• EXCERPTED PASSAGE:
====

Ohio State not blitzing didn’t fare much better against the draws. Penn State would block four DL with four OL, pick off one LB with a releasing guard or center, and pick off another with the RB. The third LB would have his back turned while covering a slot or TE.
When you’re in man coverage, the linebackers have to be precise against the run.
TCU burned the Buckeyes on some zone-read plays that worked much like Penn State’s draw plays, isolating six on six and then feasting if/when the LBs let something slip. Here’s the longest run in TCU history:
Schiano’s anti-option schemes are heavy on gap exchanges and slanting up front. Against both TCU and Penn State’s zone-reads, the Buckeyes would slant the DL away from the RB’s direction and crash the unblocked end (No. 97 Nick Bosa here), usually leading to the QB keeping the ball. Then they’d bring the read-side LB around the edge to tackle the QB while the backside LB moved back behind the slanting DL.
They executed it pretty well against Penn State. They had mixed results on Penn State’s power-read and QB bash runs, though, occasionally getting caught with the LBs flowing away from the ball.
Here against TCU, they get caught. The nose tackle doesn’t get over into the A-gap, and backside LB (Malik Harrison) is still scraping back to the read-side, leading to a gaping hole.
Again, everyone else for Ohio State is either on the other end of the field with their backs turned or dropping deep.
Much like the man coverage Schiano prefers, his slanting and gap exchanges up front make the most of a quick LB corps and disruptive DL, but they also raise the ante. If you only have six guys near the run game and they’re all attacking aggressively, you’d better not miss anywhere.

====

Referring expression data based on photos

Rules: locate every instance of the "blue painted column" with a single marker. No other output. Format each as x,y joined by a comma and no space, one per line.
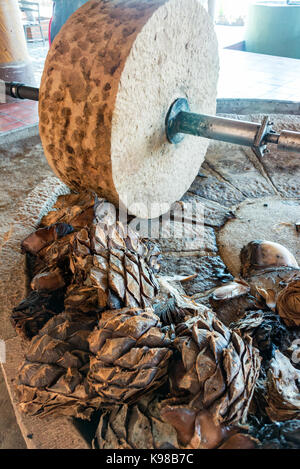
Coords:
274,29
62,9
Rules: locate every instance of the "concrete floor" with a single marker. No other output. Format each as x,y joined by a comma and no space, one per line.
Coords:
22,167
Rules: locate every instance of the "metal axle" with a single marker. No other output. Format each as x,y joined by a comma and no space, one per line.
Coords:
180,121
21,91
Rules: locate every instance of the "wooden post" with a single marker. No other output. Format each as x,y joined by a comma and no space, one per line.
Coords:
15,63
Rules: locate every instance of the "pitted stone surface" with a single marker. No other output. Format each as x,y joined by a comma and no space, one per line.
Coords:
110,77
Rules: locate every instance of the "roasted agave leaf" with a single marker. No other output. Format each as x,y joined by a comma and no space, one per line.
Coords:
260,254
33,312
283,389
52,379
131,355
280,435
74,209
266,329
217,367
42,237
159,424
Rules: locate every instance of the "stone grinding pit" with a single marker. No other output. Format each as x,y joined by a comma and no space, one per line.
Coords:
103,130
245,199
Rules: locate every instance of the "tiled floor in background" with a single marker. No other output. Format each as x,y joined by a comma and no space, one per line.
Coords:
249,75
242,75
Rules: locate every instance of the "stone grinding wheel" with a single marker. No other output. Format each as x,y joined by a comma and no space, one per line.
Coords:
109,80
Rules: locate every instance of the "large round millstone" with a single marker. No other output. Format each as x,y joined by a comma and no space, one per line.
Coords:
110,77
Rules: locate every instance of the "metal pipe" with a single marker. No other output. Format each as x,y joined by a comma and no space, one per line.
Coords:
217,128
289,141
180,121
21,91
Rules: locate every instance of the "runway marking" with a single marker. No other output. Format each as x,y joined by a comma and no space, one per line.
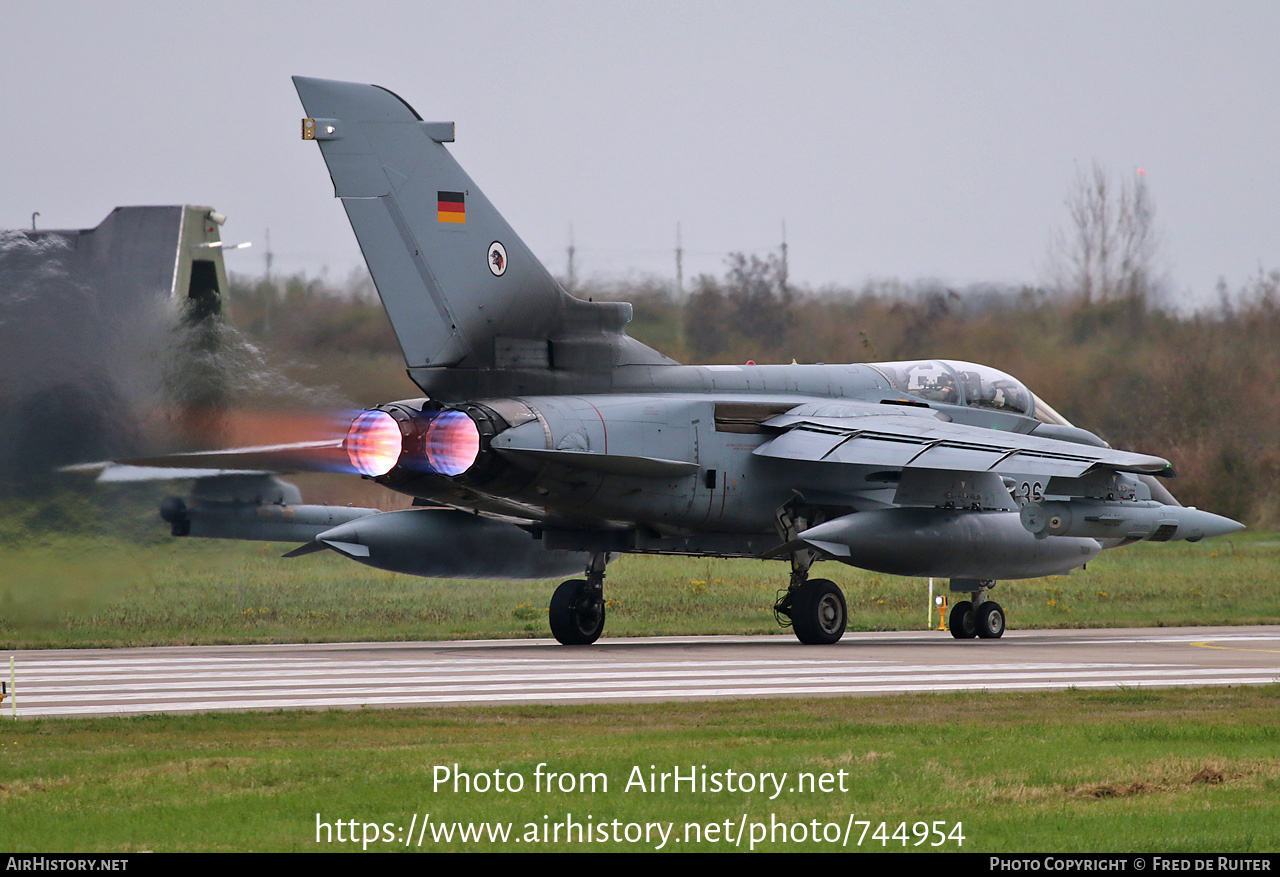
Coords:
1205,644
174,680
597,695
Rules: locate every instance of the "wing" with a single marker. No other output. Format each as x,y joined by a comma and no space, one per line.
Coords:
325,456
899,442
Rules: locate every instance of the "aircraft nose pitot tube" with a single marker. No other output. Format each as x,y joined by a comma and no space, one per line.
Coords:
1096,519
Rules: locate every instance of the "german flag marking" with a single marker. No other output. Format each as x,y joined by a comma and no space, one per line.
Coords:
451,206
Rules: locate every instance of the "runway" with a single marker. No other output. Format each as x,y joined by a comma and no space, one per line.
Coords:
353,675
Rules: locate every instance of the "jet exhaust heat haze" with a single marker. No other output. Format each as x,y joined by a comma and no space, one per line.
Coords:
547,441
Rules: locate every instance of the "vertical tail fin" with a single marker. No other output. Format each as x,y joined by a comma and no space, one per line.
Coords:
458,284
451,272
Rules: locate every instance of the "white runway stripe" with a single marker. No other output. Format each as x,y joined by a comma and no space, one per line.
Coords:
351,676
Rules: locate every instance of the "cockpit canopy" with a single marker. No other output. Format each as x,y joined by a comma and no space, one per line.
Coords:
960,383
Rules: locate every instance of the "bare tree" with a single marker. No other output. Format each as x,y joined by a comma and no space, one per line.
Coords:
1109,250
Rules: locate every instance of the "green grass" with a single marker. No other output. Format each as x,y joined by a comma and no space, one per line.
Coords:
64,590
1165,771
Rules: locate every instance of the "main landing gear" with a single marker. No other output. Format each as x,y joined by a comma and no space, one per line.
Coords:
977,616
814,607
577,606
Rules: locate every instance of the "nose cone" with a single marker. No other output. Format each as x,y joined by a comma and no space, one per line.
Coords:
1206,525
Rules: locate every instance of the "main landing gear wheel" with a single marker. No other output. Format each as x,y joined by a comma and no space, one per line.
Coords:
988,620
818,612
577,612
961,621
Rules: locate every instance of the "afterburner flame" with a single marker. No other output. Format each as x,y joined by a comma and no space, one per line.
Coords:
374,443
452,443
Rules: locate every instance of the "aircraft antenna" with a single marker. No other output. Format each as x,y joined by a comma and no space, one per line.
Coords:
572,275
782,273
680,266
270,256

====

• TASK TO COMPLETE:
Please give everything in the Ohio State run-defense passage from "Here against TCU, they" down to "a gaping hole.", substituting "defensive tackle" for "nose tackle". The records have no connection to the text.

• ANSWER BELOW:
Here against TCU, they get caught. The defensive tackle doesn’t get over into the A-gap, and backside LB (Malik Harrison) is still scraping back to the read-side, leading to a gaping hole.